| Data section |
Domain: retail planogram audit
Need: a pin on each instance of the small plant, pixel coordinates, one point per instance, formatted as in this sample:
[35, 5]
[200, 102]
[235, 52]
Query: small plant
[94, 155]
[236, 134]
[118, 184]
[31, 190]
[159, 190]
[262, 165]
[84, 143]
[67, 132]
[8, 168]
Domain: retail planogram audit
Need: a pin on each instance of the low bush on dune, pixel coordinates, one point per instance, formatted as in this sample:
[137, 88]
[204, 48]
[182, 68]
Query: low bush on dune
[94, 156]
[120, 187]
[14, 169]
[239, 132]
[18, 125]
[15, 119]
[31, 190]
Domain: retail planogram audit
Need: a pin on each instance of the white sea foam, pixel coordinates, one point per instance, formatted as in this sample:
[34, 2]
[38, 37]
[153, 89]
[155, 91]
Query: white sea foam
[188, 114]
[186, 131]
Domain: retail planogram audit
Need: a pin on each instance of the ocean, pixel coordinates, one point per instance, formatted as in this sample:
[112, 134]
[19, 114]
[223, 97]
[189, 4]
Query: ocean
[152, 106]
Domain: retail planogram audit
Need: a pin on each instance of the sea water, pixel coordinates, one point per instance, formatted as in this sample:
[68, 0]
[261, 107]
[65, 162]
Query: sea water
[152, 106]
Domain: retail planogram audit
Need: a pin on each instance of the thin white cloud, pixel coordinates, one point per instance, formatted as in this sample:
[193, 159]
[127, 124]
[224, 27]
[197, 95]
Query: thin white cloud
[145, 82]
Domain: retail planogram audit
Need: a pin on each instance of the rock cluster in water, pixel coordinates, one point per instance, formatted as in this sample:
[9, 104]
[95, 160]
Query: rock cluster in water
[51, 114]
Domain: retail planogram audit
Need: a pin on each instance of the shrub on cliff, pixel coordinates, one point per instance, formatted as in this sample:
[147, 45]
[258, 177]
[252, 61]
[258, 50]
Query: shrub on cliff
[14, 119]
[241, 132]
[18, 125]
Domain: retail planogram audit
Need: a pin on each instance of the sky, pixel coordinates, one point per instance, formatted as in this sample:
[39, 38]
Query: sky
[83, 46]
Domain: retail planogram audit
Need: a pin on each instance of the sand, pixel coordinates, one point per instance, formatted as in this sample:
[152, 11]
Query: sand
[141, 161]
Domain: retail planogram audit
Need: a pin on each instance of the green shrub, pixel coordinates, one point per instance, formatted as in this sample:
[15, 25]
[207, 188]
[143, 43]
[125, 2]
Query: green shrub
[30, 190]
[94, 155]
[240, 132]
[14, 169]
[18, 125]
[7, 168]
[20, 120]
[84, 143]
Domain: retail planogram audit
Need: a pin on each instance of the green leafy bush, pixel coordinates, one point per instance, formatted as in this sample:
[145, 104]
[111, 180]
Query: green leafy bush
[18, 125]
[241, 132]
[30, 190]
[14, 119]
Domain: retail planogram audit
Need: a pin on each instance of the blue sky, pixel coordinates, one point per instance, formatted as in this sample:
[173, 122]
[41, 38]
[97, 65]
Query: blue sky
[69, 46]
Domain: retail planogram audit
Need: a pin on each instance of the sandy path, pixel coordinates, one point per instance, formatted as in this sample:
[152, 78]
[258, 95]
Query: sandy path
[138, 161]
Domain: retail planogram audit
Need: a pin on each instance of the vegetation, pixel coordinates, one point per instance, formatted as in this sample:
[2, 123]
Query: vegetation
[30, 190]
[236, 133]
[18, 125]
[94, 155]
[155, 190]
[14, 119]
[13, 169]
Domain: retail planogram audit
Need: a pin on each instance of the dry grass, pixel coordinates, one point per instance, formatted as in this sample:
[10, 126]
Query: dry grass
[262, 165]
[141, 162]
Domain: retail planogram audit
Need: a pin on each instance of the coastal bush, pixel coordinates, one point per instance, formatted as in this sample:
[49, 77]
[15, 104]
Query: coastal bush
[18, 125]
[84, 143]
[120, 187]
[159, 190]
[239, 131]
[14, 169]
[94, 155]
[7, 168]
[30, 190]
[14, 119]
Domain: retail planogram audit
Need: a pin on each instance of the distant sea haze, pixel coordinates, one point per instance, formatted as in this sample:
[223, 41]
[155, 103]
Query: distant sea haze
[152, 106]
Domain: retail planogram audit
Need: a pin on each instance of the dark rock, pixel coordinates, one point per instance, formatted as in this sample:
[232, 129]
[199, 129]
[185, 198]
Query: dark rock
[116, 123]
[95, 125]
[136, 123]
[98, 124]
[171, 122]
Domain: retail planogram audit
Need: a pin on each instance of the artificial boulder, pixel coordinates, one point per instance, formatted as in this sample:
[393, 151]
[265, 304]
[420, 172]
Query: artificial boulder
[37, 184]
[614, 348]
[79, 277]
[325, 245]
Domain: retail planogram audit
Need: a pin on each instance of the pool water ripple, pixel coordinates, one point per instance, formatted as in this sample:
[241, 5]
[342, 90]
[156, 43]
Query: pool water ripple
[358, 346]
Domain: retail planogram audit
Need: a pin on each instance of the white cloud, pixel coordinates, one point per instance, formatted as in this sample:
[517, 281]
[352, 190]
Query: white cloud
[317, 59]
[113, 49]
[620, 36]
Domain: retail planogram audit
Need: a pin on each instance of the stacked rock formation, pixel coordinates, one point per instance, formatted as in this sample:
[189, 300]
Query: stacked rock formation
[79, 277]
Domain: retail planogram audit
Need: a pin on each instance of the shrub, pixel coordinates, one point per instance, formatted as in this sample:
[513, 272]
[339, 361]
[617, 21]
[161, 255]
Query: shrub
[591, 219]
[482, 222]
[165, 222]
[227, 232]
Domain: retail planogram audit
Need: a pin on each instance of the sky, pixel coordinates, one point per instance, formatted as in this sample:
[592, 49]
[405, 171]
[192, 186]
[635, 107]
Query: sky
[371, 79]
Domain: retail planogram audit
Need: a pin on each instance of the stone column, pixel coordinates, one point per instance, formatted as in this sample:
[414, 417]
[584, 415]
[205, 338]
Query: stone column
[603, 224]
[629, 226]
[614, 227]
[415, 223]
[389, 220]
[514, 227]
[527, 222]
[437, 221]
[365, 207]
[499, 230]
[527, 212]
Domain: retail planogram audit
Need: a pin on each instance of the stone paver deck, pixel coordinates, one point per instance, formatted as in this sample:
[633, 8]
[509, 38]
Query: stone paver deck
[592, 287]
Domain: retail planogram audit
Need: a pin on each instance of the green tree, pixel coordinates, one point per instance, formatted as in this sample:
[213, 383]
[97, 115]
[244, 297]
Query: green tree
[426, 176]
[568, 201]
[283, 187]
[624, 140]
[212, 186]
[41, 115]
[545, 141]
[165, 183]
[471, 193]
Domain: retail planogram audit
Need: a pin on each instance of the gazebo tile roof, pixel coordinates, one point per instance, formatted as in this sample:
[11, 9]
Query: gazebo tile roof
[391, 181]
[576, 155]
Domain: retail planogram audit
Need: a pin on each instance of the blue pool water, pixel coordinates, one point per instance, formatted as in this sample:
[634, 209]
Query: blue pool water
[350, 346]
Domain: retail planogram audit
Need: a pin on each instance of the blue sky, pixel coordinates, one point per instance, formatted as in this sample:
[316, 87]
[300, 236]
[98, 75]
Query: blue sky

| Exercise description |
Exactly and without omission, set down every entry.

| Reply to the task |
Domain: retail planogram audit
Need: a pin on each instance of the small plant, pixel coordinates, one point per instance, formatted as in this sample:
[35, 5]
[200, 102]
[235, 52]
Query: small plant
[94, 155]
[236, 134]
[118, 184]
[31, 190]
[159, 190]
[262, 165]
[84, 143]
[67, 132]
[8, 168]
Domain: retail planogram audit
Need: a pin on each instance of the low bush on dune, pixel coordinates, one point per instance, formatted as in this sample:
[137, 88]
[204, 48]
[182, 68]
Query: low bush on dune
[94, 156]
[120, 187]
[14, 169]
[239, 132]
[18, 125]
[15, 119]
[31, 190]
Domain: retail planogram audit
Need: a pin on each instance of the white sea foam, pixel coordinates, one point per instance, formatted as in this sample:
[34, 2]
[38, 37]
[153, 89]
[155, 91]
Query: white sea foam
[188, 114]
[186, 131]
Domain: retail planogram audit
Need: a pin on each instance of the ocean, pixel coordinates, one point per instance, formatted as in this sample:
[112, 134]
[19, 114]
[223, 97]
[189, 4]
Query: ocean
[152, 106]
Domain: retail planogram audit
Need: a pin on each instance of the sea water, pixel coordinates, one point per instance, formatted as in this sample:
[68, 0]
[261, 107]
[65, 162]
Query: sea water
[152, 106]
Domain: retail planogram audit
Need: a pin on each instance of the thin white cloud, pixel coordinates, one point per instance, formatted as in this sample:
[193, 159]
[127, 124]
[224, 27]
[197, 95]
Query: thin white cloud
[145, 82]
Domain: retail planogram audit
Need: a pin on each instance of the rock cluster in water, pixel coordinates, one point per instance, formatted as in this sample:
[9, 104]
[95, 160]
Query: rock cluster in water
[51, 114]
Domain: retail planogram audit
Need: a pin on each instance of the shrub on cliff, pixel coordinates, one point per instance, formatted as in this sample:
[147, 45]
[258, 177]
[252, 61]
[258, 50]
Query: shrub on cliff
[14, 119]
[241, 132]
[18, 125]
Domain: retail planogram audit
Need: a pin on each instance of the sky, pixel coordinates, one point per instance, formatted as in this sample:
[39, 38]
Query: sky
[83, 46]
Domain: retail planogram audit
Need: a pin on each instance of the sand, pixel coordinates, one point per instance, formatted as in this sample:
[152, 11]
Query: sand
[141, 161]
Domain: retail planogram audit
Need: a pin on each instance of the green shrub, pixel coordinates, one point per instance, formatted as in this sample:
[15, 25]
[207, 188]
[143, 43]
[125, 2]
Query: green shrub
[30, 190]
[94, 155]
[240, 132]
[14, 169]
[18, 125]
[7, 168]
[20, 120]
[84, 143]
Domain: retail planogram audit
Need: a pin on each instance of the green leafy bush, pixel coordinates, one point per instance, formatted as in this sample:
[145, 104]
[111, 180]
Query: green leafy bush
[18, 125]
[241, 132]
[30, 190]
[14, 119]
Domain: retail planogram audit
Need: a pin on each instance of the blue sky, pixel coordinates, one point per instance, formatted as in this sample:
[173, 122]
[41, 38]
[97, 65]
Query: blue sky
[69, 46]
Domain: retail planogram audit
Need: a pin on each instance of the sandy path, pixel coordinates, one point per instance, formatted as in this sample:
[152, 78]
[258, 95]
Query: sandy path
[138, 161]
Domain: retail planogram audit
Need: a pin on each instance of the vegetation, pixel coordinates, one point per instance, formatted as in this sample:
[2, 123]
Query: vegetation
[30, 190]
[236, 133]
[18, 125]
[94, 155]
[155, 190]
[14, 119]
[13, 169]
Domain: retail planogram audit
Need: a pin on each instance of the dry grass, pixel coordinates, one point per instance, formatted as in this sample:
[10, 126]
Query: dry grass
[262, 165]
[141, 162]
Domain: retail planogram audit
Need: a pin on each instance of the coastal bush, pixel coordinates, one point per instance, formatted as in this sample:
[49, 77]
[15, 104]
Query: coastal bush
[18, 125]
[84, 143]
[120, 187]
[159, 190]
[239, 131]
[14, 169]
[94, 155]
[7, 168]
[30, 190]
[14, 119]
Domain: retail planogram audit
Need: a pin on each instance of the distant sea haze, pixel coordinates, one point per instance, formatted as in this sample:
[223, 41]
[155, 103]
Query: distant sea haze
[152, 106]
Domain: retail planogram audit
Need: a pin on each instance of the dark rock, pixel coordinates, one point per instance, formatted as in this sample:
[232, 129]
[199, 129]
[185, 198]
Query: dark rock
[116, 123]
[95, 125]
[136, 123]
[98, 124]
[171, 122]
Domain: retail planogram audit
Need: a pin on each instance of the artificial boulder, pixel coordinates, one point per instance, formatted as in this sample:
[393, 151]
[265, 304]
[420, 172]
Query: artificial boulder
[37, 184]
[614, 348]
[79, 277]
[325, 245]
Domain: retail planogram audit
Need: a pin on each instance of the pool water ripple, pixel coordinates, one point per instance, formatted as in this sample:
[241, 5]
[342, 90]
[156, 43]
Query: pool water ripple
[358, 346]
Domain: retail planogram audit
Need: a pin on each instance of the white cloud, pixel coordinates, one point per instance, formatted as in this sample:
[517, 281]
[352, 190]
Query: white cloud
[317, 59]
[113, 49]
[620, 36]
Domain: retail planogram audit
Need: a pin on each instance of the stacked rock formation, pixel coordinates, one point per instance, formatted as in this sample:
[189, 300]
Query: stacked rock formation
[79, 277]
Domain: retail planogram audit
Need: a pin on each instance of the shrub, pixel coordinates, one point per instance, formatted as in this sample:
[513, 272]
[339, 361]
[617, 21]
[161, 255]
Query: shrub
[591, 219]
[482, 222]
[165, 222]
[227, 232]
Domain: retail planogram audit
Need: a pin on each instance of the sky, pixel coordinates, one point per instance, formatted as in this sample:
[592, 49]
[405, 171]
[192, 186]
[635, 107]
Query: sky
[371, 79]
Domain: retail planogram audit
Need: a pin on each instance of the stone column, pixel coordinates, one point per instance, formatted as in this sample:
[414, 417]
[584, 415]
[205, 338]
Query: stone column
[603, 224]
[629, 226]
[614, 227]
[415, 223]
[389, 220]
[514, 227]
[527, 222]
[437, 221]
[365, 207]
[499, 230]
[527, 212]
Domain: retail planogram audit
Need: a pin on each instance of the stone paver deck, pixel coordinates, one point per instance, formatted as in this sample:
[633, 8]
[509, 38]
Query: stone paver deck
[592, 287]
Domain: retail planogram audit
Need: a pin on each instance of the green tree, pixel coordinates, one point per instance, formatted as in this sample:
[213, 383]
[97, 115]
[244, 297]
Query: green tree
[426, 176]
[568, 201]
[283, 187]
[624, 140]
[212, 186]
[41, 115]
[545, 141]
[165, 183]
[471, 193]
Domain: retail planogram audit
Need: a pin on each instance of the gazebo tile roof, pixel coordinates, one point per instance, formatted as in this sample:
[11, 9]
Query: gazebo tile roof
[391, 181]
[576, 155]
Domain: retail planogram audit
Need: a pin on each instance of the blue pool water, pixel coordinates, one point per instance, formatted as in this sample:
[634, 209]
Query: blue pool water
[350, 346]
Domain: retail planogram audit
Need: a pin on each instance of the blue sky, pixel coordinates, one point per instance, formatted as in this sample:
[316, 87]
[300, 236]
[98, 75]
Query: blue sky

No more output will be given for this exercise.